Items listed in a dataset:

══════

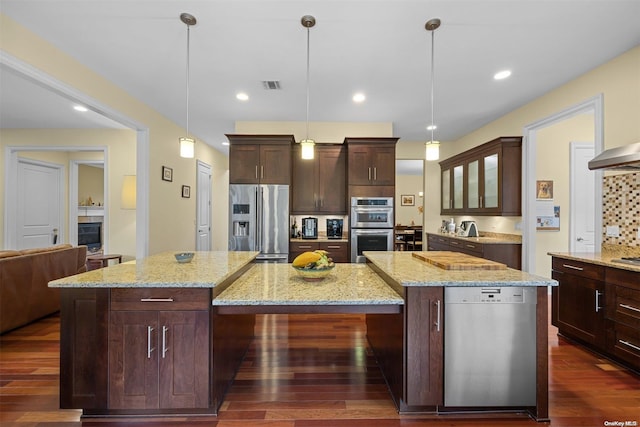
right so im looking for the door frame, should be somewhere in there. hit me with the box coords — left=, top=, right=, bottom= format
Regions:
left=70, top=158, right=107, bottom=250
left=522, top=94, right=603, bottom=273
left=569, top=142, right=595, bottom=253
left=2, top=51, right=150, bottom=258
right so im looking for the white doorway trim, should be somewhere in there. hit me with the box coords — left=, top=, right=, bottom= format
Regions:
left=569, top=142, right=596, bottom=253
left=1, top=51, right=150, bottom=258
left=70, top=158, right=107, bottom=250
left=522, top=94, right=604, bottom=273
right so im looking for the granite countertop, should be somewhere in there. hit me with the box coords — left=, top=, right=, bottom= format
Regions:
left=364, top=251, right=557, bottom=287
left=212, top=263, right=404, bottom=306
left=426, top=231, right=522, bottom=245
left=548, top=249, right=640, bottom=273
left=48, top=251, right=259, bottom=288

══════

ABOUT THIS TASK: Your task is to collect every line above that contains the word "somewhere".

ANSWER TO THE PROBLEM:
right so im looking for the door frame, should be somewhere in there. hit me with the box coords — left=, top=, right=, bottom= format
right so im looking for the white doorway trim, should be somewhere in there. hit me with the box coords — left=, top=, right=, bottom= format
right so im looking for the granite countertop, should be somewhere in there. hit me with the box coords — left=, top=, right=, bottom= format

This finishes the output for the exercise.